*TEXT SHOWN*:
>>>>
Will people lay it on the line to stop BNSF?
When elected officials and big-money interests collude against the people’s will on issues of critical importance, the people sometimes get angry enough to take direct action. Folks who wish to protect Spokane’s aquifer from BNSF’s leak-prone North Idaho refueling facility soon may reach that stage.
If you aren’t worried about the railroad’s potential for fouling our drinking water, read James Hagengruber’s exposé of BNSF’s horrifying environmental track record in this past Sunday’s Spokesman-Review. And get ready to do a spit-take with your morning coffee.
For nearly a century, BNSF has polluted aquifers in Western states with such impunity that it might as well be part of the company’s mission statement. About the only thing BNSF does better than taint water supplies is avoid cleaning them up.
Unfortunately, it appears the railroad soon may resume refueling operations on the Rathdrum Prairie. But as courageous Post Falls Mayor Clay Larkin points out, the only safe fuel platform is one that doesn’t sit above the aquifer. And that means keeping pressure on BNSF to relocate its troubled facility.
<<<<
*ACTIVITY*: Continue the opinion piece about BNSF's refueling facility above Spokane's aquifer, starting after its last sentence.

*INFORMATION GIVEN*:
>>>>
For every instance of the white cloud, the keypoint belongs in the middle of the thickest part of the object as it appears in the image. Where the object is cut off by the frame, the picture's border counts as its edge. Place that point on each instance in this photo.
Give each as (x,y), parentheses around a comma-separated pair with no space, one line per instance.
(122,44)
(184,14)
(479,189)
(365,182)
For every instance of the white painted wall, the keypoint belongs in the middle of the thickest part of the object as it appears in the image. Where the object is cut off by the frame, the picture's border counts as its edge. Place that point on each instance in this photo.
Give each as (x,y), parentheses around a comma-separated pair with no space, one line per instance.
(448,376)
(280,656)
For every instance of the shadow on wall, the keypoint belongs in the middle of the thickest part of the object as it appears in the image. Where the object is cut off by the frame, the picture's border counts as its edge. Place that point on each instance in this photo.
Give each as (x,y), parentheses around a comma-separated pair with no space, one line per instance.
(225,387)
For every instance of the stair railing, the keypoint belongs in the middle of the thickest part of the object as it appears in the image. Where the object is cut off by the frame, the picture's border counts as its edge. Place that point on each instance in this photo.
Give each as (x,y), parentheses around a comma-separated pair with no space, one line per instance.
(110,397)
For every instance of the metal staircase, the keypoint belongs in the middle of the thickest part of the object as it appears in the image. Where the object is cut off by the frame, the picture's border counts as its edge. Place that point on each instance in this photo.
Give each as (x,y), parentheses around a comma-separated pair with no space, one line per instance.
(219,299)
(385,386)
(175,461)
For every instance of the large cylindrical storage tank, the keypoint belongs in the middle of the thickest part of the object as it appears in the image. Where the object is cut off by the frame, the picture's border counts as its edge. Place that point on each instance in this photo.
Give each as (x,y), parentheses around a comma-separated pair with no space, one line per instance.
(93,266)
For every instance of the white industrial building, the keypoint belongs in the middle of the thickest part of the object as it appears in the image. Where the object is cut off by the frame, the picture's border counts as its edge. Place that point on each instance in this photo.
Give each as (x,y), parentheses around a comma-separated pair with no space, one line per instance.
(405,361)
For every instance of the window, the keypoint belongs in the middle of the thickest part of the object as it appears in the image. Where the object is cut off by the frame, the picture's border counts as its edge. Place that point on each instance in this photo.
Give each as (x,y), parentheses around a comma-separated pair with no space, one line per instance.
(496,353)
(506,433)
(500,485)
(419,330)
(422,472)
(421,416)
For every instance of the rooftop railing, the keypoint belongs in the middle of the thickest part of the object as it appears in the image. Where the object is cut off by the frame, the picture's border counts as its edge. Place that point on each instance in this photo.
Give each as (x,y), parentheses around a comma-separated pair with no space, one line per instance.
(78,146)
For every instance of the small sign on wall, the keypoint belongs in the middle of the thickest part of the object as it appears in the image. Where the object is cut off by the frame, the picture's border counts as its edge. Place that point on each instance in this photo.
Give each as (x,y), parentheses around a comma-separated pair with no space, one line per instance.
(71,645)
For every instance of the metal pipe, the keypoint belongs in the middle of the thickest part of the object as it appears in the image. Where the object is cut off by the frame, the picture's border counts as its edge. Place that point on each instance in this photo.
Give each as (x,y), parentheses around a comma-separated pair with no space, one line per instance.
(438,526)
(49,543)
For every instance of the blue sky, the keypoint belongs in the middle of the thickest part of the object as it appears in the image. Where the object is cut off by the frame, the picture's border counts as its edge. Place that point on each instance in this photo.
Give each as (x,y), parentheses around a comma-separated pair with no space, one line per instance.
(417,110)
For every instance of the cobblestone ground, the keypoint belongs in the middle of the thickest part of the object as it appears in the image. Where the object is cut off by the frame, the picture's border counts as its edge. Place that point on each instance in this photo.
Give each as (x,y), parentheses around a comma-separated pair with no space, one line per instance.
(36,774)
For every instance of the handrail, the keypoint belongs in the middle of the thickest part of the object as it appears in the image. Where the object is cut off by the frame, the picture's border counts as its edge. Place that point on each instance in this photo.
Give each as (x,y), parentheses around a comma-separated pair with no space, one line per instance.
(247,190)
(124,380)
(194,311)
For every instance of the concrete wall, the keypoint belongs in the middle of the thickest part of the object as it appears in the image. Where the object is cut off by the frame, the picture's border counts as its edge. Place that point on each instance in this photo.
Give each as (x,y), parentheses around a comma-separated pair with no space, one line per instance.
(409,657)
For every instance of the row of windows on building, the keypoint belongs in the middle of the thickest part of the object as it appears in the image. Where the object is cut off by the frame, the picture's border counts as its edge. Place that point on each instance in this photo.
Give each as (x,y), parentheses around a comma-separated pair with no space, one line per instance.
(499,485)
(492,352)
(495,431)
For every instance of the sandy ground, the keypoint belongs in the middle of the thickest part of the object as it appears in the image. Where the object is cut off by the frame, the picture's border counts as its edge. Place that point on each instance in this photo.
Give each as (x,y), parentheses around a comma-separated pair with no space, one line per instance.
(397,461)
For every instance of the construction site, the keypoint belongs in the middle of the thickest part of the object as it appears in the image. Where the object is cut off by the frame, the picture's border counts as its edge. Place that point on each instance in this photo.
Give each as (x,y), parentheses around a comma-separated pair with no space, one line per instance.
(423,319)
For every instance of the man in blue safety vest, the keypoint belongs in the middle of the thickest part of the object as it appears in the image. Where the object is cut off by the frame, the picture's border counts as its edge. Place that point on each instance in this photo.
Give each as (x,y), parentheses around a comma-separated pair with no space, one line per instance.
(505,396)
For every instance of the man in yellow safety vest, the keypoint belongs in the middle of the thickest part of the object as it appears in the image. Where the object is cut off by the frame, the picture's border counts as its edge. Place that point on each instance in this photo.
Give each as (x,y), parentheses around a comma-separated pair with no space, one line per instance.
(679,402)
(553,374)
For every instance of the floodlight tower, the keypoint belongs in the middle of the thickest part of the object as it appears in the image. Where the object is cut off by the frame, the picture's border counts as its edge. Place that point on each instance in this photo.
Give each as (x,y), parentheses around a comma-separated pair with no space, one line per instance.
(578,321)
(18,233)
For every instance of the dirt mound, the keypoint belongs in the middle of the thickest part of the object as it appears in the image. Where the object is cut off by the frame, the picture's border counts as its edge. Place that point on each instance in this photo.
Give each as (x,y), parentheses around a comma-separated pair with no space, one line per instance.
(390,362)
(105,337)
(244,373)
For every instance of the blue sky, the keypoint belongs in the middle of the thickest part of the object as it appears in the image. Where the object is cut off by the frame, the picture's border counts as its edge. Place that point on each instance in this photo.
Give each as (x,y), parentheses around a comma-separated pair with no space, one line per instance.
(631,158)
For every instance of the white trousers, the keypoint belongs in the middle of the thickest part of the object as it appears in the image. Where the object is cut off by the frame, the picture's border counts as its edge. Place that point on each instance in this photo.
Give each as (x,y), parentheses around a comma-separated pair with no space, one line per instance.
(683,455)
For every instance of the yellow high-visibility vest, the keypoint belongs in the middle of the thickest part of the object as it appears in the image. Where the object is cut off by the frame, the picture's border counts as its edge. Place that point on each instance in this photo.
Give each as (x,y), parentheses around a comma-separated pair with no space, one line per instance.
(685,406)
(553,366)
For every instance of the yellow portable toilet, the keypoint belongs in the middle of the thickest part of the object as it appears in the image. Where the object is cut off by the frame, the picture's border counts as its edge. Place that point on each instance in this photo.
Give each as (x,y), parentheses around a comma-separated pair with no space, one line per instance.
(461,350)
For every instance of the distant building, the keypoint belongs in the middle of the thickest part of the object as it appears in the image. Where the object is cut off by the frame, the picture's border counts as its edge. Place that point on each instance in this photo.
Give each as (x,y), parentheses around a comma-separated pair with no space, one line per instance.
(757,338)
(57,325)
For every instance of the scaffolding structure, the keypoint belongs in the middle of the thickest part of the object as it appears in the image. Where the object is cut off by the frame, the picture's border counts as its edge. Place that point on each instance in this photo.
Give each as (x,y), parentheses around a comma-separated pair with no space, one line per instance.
<<<<
*ANSWER TO THE EXERCISE*:
This radical solution would cost the company tens of millions of dollars. But that’s a drop in the bucket compared to the bill we’ll face if our water quality is compromised. Mandan, N.D., must relocate its downtown business district because BNSF dumped 3.6 million gallons of diesel into the city’s aquifer. Can we afford to wait for that kind of catastrophe before demanding more than Band-Aid fixes for the Hauser refueling facility?
If the answer is no, people have to get organized. In North Idaho, that might mean starting a movement to vote out any elected official – local and state, across the board – who does not publicly pledge to push BNSF to move its operation to a safer site. On the Spokane side of the aquifer, it might mean lobbying Gov. Christine Gregoire, the Legislature and congressional representatives to make life miserable for the railroad throughout Washington until it agrees to move that refueling facility. The only hope at this point may be to channel widespread community outrage into effective political action.
But what if such sustained pressure falls short? How else can citizens unite to show a recalcitrant railroad the error of its ways? In other communities, civil disobedience has made an impact.
Since 2001, for instance, thousands of European protesters have delayed several trains carrying nuclear waste from France to Germany – sometimes by chaining themselves to the tracks.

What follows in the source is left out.